• **Record excerpts**
>> START

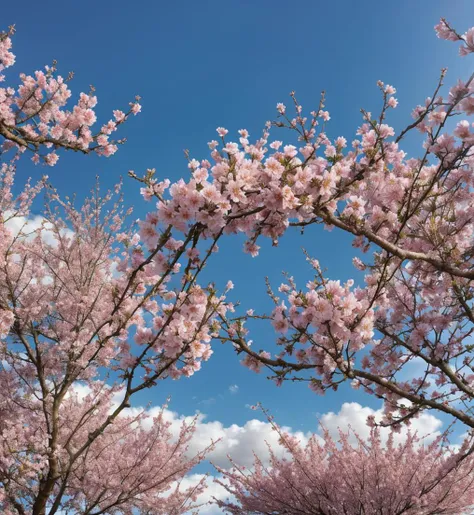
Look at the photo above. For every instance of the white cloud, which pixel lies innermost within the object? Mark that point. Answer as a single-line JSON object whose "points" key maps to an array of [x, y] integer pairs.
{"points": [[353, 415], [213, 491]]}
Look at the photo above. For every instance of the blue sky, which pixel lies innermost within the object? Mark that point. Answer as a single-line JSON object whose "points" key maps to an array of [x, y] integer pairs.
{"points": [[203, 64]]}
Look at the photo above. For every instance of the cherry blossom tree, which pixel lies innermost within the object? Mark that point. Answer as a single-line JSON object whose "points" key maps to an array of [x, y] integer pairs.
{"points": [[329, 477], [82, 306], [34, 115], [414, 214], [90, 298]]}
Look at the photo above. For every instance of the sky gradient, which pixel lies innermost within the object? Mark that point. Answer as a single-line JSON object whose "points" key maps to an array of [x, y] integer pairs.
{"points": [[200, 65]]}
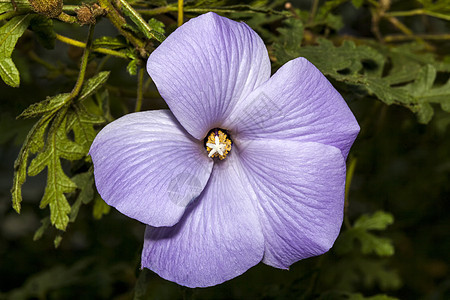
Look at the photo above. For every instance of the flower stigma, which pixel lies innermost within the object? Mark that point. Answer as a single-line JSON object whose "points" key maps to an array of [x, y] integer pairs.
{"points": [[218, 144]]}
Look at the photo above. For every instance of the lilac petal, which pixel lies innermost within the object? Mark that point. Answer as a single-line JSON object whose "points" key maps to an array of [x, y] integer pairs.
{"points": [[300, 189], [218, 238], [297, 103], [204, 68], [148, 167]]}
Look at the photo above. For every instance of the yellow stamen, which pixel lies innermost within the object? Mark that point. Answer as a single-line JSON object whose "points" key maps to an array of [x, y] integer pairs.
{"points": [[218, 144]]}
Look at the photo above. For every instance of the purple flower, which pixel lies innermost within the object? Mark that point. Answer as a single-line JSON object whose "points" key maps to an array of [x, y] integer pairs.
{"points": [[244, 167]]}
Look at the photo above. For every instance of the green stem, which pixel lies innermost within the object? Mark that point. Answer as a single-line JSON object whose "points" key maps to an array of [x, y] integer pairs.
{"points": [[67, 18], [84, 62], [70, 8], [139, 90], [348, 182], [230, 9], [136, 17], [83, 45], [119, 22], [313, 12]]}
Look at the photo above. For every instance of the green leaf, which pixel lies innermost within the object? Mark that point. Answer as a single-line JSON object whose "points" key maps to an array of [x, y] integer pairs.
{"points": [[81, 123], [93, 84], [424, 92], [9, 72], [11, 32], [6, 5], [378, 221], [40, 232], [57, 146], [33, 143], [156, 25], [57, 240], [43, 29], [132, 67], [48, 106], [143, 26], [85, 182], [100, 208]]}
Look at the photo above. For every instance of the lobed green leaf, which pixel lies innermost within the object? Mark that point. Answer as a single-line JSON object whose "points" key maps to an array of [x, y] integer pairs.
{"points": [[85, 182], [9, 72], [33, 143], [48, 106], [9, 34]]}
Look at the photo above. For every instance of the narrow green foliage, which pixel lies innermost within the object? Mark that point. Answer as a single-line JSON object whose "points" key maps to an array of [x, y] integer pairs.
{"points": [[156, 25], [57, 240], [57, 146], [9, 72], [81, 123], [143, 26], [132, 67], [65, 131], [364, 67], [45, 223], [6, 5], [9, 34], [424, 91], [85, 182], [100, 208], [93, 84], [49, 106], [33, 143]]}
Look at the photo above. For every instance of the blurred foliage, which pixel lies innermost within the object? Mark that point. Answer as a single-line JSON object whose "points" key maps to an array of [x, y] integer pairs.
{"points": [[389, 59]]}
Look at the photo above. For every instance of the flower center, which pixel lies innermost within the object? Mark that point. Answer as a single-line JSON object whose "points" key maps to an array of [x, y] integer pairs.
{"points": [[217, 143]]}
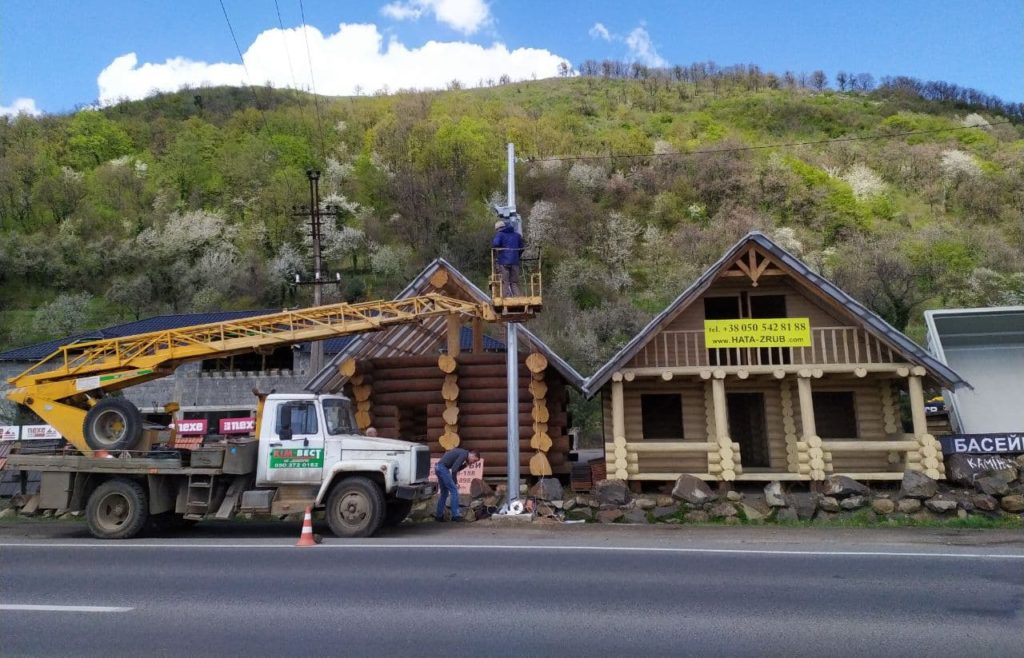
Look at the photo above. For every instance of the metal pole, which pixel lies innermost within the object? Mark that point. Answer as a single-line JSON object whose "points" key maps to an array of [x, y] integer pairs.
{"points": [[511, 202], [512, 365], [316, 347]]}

>> END

• **Do this**
Reproduce verbatim the items from the line containing "Look at the photo above. For every instance of the blurred" through the last line of the items, including both of those lines. Omit the pictures.

• **Answer to the problem**
Look at the photo above. For every instance of the blurred foliage, which pixel lies innermost within the object? Mark that point. Answer as a single-line JSON object whose "points" key maps to an array of [x, y] integer pairs.
{"points": [[389, 59]]}
Look at the photo above. For every instance of the flower center, which pixel lies innermost within the object? Mark that point. Answer as a single-line JSON object whose "points" key maps to an array of [x, y] integer pairs.
{"points": [[217, 143]]}
Look at the photo above. For every instance of the metal pole, which pixel lies innermost within the object? Mark that point. Answer as a single-line JSON object whose "points" key maps to an array of [x, y] integer pairs.
{"points": [[511, 202], [512, 365], [316, 347]]}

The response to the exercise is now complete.